[Rows from a dataset]
::::::::::

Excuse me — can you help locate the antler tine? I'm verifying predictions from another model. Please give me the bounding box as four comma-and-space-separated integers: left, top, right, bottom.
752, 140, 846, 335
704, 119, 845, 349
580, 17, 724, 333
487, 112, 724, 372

::::::::::

Edit the records by putting "hoof" wherever "antler tine" appears, and change nothing else.

**ANSWER TO THE PROBLEM:**
Excuse me — can you help locate the hoof? I'm verifying predictions from another model. Please give me the bounding box as four comma-and-space-separated integers: left, top, right, bottom.
752, 140, 846, 335
704, 119, 845, 349
580, 17, 724, 333
487, 112, 724, 372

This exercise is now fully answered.